> **EXTRACT TO READ**:
§ §

2
votes

I am writing data to Parquet files using Spark, reading data output from AWS Kinesis in an hourly fashion based upon AWS Kinesis hourly partitions.

When writing, I partition the data output by year/month/day/hour/eventType, and then append & save to S3:

fooDf
  .withColumn("timestamp_new", (col("timestamp").cast("timestamp")))
  .drop("timestamp")
  .withColumnRenamed("timestamp_new", "timestamp")
  .withColumn("year", year(col("timestamp")))
  .withColumn("month", month(col("timestamp")))
  .withColumn("day", dayofmonth(col("timestamp")))
  .withColumn("hour", hour(col("timestamp")))
  .write
  .option("mode", "DROPMALFORMED")
  .mode("overwrite")
  .partitionBy("year", "month", "day", "hour", "eventType")
  .parquet("s3://foo/bar/foobar")

, but the problem arises when reading, I get incompatible data types, even though Parquet should handle schema updates. The issue is:

Driver stacktrace:
  at org.apache.spark.scheduler.DAGScheduler.org$apache$spark$scheduler$DAGScheduler$$failJobAndIndependentStages(DAGScheduler.scala:2041)

§ §

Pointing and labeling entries
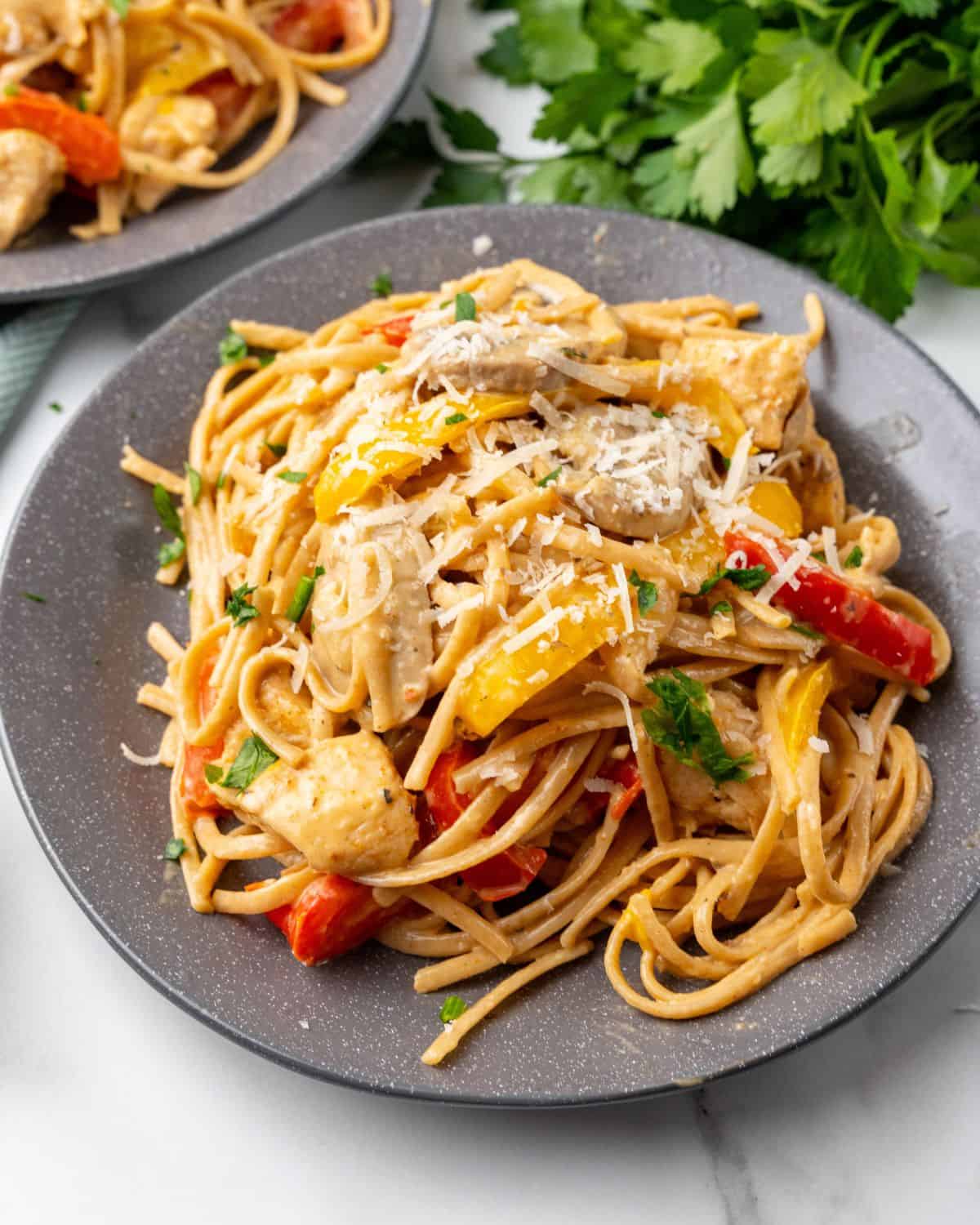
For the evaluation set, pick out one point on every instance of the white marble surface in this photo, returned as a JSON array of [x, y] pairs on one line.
[[117, 1107]]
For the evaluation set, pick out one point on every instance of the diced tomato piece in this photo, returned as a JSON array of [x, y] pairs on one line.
[[845, 614], [396, 331], [626, 774], [225, 95], [91, 147], [512, 870], [313, 26], [331, 916]]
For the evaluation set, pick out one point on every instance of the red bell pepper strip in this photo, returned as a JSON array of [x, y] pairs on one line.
[[847, 615], [91, 147], [313, 26], [512, 870], [194, 791], [225, 95], [626, 774], [331, 916]]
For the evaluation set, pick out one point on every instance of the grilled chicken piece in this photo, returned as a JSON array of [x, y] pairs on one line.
[[386, 653], [764, 377], [345, 808], [32, 171], [629, 473], [179, 129]]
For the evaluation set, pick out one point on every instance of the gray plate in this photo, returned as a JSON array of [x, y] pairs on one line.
[[85, 539], [53, 264]]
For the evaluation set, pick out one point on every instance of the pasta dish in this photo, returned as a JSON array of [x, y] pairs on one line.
[[521, 621], [120, 102]]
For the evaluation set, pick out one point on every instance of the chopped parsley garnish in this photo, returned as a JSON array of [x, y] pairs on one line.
[[466, 308], [254, 757], [174, 848], [233, 348], [238, 607], [805, 630], [749, 580], [452, 1009], [194, 483], [684, 727], [301, 595], [172, 551], [646, 593]]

§ §

> **TASK DETAILS**: In the Spark Parquet post, which columns is the output partitioned by when it is written to S3?

> **REPLY**: year, month, day, hour, and eventType